**Problem requirements:** All of the entries are to be restated word for word.

**The input:**
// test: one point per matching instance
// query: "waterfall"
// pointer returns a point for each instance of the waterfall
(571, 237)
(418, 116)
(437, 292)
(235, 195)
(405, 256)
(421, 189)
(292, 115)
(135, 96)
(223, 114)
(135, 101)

**Solution to this problem:**
// test: one point per matching instance
// query: "waterfall"
// pointer returns a point for each instance of the waterfall
(571, 237)
(418, 116)
(437, 292)
(235, 195)
(405, 256)
(421, 189)
(292, 115)
(135, 96)
(223, 114)
(135, 101)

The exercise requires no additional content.